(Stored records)
--- START ---
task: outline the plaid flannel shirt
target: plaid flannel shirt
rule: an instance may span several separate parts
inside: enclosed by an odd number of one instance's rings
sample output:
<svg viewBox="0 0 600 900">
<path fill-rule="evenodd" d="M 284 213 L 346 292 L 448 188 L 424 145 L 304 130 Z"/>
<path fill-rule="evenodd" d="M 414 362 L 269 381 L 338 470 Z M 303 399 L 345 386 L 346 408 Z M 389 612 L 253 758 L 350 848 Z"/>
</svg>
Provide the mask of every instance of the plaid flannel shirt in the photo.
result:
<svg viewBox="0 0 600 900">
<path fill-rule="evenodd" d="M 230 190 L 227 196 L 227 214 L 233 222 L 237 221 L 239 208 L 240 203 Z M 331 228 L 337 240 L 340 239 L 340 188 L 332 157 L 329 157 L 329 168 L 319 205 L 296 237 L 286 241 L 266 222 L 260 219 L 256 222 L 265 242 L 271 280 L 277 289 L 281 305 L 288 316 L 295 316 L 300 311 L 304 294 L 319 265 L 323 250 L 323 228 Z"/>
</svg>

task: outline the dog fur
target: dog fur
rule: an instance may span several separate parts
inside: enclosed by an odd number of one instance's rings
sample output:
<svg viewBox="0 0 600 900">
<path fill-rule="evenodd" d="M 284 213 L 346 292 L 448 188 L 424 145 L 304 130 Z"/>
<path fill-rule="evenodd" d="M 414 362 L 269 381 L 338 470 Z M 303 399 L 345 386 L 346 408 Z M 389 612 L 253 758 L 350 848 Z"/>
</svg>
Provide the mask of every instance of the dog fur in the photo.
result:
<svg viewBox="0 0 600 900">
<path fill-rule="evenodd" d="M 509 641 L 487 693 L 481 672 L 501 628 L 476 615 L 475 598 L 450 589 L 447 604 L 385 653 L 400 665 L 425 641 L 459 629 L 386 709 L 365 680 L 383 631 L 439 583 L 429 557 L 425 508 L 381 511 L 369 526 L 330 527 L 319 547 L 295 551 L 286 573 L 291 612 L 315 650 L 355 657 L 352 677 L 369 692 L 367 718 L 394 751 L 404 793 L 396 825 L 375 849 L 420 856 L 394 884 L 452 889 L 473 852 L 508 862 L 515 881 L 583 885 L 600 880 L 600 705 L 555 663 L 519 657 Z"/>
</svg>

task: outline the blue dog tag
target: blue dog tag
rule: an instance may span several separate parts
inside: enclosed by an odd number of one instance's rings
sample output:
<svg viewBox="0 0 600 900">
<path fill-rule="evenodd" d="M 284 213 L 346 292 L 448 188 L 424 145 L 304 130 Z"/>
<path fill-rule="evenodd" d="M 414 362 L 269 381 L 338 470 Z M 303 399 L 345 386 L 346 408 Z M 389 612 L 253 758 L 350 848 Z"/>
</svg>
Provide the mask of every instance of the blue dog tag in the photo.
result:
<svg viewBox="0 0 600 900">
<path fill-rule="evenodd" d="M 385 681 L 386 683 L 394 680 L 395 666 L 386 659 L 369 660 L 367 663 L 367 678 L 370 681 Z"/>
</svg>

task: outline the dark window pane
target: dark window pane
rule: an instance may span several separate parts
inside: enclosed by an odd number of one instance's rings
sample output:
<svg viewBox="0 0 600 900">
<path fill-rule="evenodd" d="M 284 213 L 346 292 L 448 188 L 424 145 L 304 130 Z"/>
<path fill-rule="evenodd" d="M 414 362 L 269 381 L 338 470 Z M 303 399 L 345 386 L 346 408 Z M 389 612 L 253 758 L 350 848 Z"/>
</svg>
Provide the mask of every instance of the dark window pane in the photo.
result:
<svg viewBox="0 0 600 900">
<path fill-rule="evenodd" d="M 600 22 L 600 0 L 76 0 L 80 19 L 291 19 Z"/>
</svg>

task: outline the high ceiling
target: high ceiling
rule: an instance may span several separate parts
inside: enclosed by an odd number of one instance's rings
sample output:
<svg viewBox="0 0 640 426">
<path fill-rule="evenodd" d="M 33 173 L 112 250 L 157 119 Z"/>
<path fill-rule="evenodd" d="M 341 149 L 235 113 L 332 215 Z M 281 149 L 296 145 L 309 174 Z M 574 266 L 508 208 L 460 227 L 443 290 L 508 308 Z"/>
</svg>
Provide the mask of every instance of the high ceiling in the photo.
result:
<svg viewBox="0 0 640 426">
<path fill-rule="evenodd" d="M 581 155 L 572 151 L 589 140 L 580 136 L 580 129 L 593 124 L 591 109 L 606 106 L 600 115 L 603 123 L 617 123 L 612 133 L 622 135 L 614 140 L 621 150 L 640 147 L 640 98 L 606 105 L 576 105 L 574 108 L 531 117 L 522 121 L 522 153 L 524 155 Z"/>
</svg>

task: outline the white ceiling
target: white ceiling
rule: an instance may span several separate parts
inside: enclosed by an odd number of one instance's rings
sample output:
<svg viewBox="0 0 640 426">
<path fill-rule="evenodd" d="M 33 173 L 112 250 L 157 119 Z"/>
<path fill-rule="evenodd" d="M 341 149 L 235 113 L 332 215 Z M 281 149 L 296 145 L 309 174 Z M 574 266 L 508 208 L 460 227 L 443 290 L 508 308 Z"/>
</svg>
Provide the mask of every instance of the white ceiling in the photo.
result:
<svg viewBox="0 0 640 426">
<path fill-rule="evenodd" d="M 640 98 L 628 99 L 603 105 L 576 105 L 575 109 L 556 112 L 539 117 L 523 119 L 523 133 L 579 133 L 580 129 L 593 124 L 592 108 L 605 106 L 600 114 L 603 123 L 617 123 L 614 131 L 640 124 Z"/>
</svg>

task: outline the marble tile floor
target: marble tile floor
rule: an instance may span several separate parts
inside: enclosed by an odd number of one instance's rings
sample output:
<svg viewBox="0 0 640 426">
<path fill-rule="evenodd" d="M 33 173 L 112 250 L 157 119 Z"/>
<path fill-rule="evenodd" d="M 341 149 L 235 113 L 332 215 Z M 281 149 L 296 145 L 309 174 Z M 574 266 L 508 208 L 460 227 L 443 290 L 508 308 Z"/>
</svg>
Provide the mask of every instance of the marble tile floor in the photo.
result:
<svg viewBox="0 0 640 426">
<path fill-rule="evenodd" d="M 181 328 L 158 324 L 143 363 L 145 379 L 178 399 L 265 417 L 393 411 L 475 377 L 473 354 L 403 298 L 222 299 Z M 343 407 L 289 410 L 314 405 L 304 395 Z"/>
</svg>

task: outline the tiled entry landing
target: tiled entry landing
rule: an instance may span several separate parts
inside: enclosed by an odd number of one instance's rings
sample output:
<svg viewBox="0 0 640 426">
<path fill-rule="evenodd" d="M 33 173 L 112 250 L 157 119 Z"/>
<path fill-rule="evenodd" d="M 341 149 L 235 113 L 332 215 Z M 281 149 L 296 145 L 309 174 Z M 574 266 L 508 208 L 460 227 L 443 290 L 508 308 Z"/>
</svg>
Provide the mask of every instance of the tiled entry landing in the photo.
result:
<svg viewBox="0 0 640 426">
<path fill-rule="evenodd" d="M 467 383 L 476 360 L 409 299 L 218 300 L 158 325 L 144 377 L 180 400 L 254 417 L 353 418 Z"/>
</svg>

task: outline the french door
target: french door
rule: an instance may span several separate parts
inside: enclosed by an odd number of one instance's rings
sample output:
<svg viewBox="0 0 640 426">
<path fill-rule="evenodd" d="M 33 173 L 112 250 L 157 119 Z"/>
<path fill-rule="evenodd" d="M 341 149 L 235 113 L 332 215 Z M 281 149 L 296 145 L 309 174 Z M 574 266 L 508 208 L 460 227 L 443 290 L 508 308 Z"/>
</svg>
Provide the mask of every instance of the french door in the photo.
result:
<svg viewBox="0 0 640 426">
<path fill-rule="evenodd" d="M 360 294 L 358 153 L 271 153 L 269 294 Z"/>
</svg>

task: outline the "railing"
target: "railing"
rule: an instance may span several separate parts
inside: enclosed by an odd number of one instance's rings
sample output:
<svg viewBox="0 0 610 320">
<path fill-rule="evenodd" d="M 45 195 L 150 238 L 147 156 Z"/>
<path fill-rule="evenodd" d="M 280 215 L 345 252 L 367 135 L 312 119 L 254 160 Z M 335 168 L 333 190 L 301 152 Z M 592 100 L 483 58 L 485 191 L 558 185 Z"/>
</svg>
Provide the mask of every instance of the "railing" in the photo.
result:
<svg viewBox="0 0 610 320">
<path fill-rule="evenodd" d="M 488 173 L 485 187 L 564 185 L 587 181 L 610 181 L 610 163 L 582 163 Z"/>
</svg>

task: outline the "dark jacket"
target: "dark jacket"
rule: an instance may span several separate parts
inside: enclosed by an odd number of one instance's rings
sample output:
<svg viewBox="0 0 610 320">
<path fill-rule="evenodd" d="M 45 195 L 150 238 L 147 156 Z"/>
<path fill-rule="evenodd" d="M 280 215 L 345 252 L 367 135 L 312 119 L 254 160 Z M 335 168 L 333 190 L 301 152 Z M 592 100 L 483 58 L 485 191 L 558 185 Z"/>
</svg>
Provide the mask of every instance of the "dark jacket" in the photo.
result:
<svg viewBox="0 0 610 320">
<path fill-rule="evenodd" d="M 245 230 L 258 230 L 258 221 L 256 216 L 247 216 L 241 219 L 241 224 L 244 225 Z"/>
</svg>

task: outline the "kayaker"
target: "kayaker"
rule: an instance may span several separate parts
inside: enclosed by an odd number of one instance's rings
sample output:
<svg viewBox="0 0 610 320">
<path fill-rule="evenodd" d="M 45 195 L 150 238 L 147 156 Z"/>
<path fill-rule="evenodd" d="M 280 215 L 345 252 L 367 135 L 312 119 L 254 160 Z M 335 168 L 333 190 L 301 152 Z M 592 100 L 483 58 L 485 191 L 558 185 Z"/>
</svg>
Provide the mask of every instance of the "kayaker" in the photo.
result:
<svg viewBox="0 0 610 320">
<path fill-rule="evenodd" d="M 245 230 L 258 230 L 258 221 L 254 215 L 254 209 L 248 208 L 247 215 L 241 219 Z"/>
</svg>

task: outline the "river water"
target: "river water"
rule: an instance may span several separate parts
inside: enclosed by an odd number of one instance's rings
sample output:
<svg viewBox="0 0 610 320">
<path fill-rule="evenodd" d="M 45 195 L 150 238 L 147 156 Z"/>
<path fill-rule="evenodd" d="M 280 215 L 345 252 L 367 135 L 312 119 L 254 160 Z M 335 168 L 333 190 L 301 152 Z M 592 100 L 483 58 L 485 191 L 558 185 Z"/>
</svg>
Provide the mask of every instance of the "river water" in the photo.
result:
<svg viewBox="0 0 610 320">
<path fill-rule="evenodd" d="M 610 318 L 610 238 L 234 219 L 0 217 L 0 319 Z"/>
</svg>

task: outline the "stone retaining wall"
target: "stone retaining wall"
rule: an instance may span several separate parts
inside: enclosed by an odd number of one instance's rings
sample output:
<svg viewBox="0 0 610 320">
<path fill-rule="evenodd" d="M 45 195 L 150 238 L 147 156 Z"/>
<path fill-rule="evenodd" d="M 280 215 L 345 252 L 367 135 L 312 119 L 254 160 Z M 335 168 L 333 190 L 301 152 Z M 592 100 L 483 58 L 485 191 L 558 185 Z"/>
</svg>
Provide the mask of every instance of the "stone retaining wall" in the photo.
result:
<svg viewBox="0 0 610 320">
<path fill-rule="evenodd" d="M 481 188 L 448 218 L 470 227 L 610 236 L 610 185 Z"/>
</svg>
--- END ---
* _WHAT THIS TASK INVOLVES_:
Return, exactly as they stand, the lines from the start of the records above through the line with "Provide the mask of every instance of the plaid", both ends included, and no other lines.

* _REPLY TO THE TASK_:
task: outline the plaid flannel shirt
target: plaid flannel shirt
rule: an instance may span several separate parts
inside: enclosed by an odd number of one instance's rings
sample output:
<svg viewBox="0 0 600 900">
<path fill-rule="evenodd" d="M 284 213 L 346 292 L 448 188 L 424 145 L 304 130 Z"/>
<path fill-rule="evenodd" d="M 414 362 L 269 381 L 338 470 Z M 303 399 L 345 386 L 346 408 Z M 389 612 L 253 758 L 350 848 Z"/>
</svg>
Provide the mask of every instance of the plaid flannel shirt in the photo.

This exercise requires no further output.